[TASK STATEMENT]
Put the listing into a two-column CSV with the headers input and output, one row per text, with the text in input and its answer in output. Quote each field and turn line breaks into spaces. Begin at the line that has "Do you think you could find the gray shingle" and stop after the line that has "[148,164,292,341]".

begin GIVEN DATA

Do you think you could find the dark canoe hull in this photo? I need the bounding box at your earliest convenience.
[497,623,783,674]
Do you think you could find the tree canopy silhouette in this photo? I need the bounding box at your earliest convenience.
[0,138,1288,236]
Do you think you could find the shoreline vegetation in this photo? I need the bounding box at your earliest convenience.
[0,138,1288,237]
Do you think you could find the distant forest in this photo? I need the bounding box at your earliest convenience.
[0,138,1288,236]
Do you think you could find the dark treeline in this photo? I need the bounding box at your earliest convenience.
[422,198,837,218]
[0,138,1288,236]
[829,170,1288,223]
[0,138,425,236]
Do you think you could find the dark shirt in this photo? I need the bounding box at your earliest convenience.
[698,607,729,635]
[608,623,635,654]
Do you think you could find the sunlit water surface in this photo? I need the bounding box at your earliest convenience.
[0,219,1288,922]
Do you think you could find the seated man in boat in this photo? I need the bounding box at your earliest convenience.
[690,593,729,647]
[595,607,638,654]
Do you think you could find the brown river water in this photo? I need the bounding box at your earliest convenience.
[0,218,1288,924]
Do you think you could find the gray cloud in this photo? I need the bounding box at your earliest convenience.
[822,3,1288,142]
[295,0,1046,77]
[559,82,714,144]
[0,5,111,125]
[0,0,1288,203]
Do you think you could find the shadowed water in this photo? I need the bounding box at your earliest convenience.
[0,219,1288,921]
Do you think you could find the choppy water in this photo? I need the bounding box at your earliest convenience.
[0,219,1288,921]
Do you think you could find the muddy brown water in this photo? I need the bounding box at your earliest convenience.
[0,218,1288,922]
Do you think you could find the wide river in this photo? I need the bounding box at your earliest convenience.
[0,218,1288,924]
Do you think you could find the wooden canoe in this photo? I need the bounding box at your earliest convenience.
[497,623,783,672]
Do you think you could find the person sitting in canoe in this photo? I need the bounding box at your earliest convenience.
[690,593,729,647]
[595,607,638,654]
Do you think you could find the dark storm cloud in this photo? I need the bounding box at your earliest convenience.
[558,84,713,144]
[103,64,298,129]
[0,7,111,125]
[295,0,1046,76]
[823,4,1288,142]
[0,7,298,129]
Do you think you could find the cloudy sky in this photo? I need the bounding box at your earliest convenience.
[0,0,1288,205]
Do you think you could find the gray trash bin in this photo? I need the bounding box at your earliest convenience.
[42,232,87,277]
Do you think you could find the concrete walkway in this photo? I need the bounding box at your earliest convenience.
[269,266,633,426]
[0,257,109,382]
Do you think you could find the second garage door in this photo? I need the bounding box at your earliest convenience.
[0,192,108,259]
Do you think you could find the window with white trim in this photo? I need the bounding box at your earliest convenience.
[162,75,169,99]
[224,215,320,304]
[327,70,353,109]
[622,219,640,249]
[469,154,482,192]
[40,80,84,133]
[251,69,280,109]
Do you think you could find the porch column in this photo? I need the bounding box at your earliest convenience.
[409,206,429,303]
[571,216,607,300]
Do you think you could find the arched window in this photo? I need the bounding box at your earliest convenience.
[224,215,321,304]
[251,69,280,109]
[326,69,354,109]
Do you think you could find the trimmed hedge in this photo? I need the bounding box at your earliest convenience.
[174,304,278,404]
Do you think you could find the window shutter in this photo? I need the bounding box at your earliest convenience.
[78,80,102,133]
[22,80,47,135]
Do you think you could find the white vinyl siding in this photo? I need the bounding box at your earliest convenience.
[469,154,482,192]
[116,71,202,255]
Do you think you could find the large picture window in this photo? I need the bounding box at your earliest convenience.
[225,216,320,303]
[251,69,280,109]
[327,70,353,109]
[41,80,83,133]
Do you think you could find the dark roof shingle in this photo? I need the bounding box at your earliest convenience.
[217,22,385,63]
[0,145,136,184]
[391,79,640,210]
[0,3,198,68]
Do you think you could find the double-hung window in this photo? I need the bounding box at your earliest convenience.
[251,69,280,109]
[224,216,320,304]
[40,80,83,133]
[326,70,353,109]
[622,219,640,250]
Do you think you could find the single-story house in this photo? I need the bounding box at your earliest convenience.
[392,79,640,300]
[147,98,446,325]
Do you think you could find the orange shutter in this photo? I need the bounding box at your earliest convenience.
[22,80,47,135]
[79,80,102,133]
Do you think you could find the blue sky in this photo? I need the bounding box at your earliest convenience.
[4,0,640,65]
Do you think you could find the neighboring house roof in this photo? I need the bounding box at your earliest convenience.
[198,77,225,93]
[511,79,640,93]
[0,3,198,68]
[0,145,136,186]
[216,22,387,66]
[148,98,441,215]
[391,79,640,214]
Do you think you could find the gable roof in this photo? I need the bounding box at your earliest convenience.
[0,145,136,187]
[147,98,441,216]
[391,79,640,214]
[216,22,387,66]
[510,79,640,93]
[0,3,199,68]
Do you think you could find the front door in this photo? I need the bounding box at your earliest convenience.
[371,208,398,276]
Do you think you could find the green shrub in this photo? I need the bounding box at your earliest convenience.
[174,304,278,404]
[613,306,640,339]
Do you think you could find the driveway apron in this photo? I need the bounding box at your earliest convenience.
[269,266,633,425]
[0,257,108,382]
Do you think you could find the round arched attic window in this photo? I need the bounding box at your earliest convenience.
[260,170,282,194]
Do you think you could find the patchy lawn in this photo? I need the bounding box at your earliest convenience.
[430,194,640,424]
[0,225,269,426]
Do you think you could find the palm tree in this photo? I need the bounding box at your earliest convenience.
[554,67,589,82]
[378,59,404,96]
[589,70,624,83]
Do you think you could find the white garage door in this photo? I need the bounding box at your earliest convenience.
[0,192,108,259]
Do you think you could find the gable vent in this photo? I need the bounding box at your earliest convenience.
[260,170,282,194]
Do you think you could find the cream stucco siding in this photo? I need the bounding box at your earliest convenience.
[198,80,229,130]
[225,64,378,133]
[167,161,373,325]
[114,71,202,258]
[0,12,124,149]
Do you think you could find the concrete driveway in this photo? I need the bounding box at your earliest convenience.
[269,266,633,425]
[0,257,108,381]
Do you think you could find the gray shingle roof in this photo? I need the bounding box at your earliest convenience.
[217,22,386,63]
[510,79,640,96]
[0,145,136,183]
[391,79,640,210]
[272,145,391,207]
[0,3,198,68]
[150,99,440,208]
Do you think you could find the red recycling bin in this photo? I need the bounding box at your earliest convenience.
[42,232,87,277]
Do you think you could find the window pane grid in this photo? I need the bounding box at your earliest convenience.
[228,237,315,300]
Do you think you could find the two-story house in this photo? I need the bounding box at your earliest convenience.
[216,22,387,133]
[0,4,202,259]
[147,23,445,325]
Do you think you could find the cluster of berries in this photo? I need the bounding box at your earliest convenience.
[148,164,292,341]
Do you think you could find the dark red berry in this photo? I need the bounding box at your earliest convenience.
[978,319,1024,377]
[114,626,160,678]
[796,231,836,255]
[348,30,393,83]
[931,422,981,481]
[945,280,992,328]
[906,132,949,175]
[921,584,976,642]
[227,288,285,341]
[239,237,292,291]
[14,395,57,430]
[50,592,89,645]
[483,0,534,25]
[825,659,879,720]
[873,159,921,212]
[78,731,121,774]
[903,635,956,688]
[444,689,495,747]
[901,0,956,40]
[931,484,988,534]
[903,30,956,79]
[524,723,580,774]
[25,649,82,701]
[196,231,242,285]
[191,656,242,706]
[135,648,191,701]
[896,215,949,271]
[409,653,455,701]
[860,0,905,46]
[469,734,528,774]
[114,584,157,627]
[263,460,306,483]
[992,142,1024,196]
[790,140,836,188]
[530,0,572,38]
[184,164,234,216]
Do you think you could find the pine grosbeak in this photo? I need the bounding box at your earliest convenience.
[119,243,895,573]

end GIVEN DATA

[REPLY TO THE TASK]
input,output
"Do you think you could find the gray shingle roof in this photo? I need the bounding box at your earliest convenience.","[217,22,386,63] [510,79,640,96] [0,145,136,183] [391,79,640,210] [272,145,391,207] [0,3,198,68] [150,99,440,208]"
"Do you think you could find the red recycling bin in this photo? I need the bounding box at your earliest convenience.","[42,232,87,277]"
"Do you think you could find the window pane grid in this photo? I need the bounding box at your earliest convenience.","[228,237,315,300]"
"Do you think you could find the two-story house in this photo? I need the bounding box at your earliest convenience.","[216,22,387,133] [0,4,202,259] [147,23,445,325]"
"Do you think you could find the cluster of berries in this photo? I need the bounding box at your earliest convenience.","[148,164,292,341]"